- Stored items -
╭──
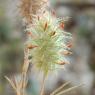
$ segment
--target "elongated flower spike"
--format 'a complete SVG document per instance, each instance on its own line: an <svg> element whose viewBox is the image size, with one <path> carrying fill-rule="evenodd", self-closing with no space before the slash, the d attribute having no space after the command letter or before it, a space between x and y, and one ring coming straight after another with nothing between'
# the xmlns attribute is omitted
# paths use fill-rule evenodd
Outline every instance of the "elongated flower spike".
<svg viewBox="0 0 95 95"><path fill-rule="evenodd" d="M30 24L35 15L41 13L47 4L47 0L20 0L20 14L25 22Z"/></svg>
<svg viewBox="0 0 95 95"><path fill-rule="evenodd" d="M56 70L60 65L64 68L64 64L68 63L66 54L60 52L69 52L67 43L72 37L63 31L63 27L59 27L59 21L52 14L45 12L39 20L37 18L38 16L33 20L34 26L27 28L36 38L31 38L28 42L37 46L30 51L33 65L47 75L50 70Z"/></svg>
╰──
- Work to be completed -
What the answer needs is every record above, exactly as written, and no pictures.

- Exercise solution -
$ segment
--target "elongated flower spike"
--format 'a complete SVG document per instance, each instance on its own line: an <svg> element whose viewBox is the image size, with one <path> carrying fill-rule="evenodd", self-closing with no space before the slash, the d attribute having no space after the command letter or before it, a space between x and y, and one ring coming straight after another with nothing between'
# the xmlns attribute is omitted
# paths use fill-rule evenodd
Outline every instance of the "elongated flower spike".
<svg viewBox="0 0 95 95"><path fill-rule="evenodd" d="M30 24L35 15L41 13L47 4L47 0L20 0L20 14L25 22Z"/></svg>
<svg viewBox="0 0 95 95"><path fill-rule="evenodd" d="M56 70L60 65L64 68L64 64L68 63L66 54L60 52L69 52L67 43L72 37L63 31L63 27L59 27L59 21L52 14L45 12L39 20L37 18L38 16L33 20L34 26L27 28L36 38L31 38L28 42L37 46L30 51L33 65L47 75L50 70Z"/></svg>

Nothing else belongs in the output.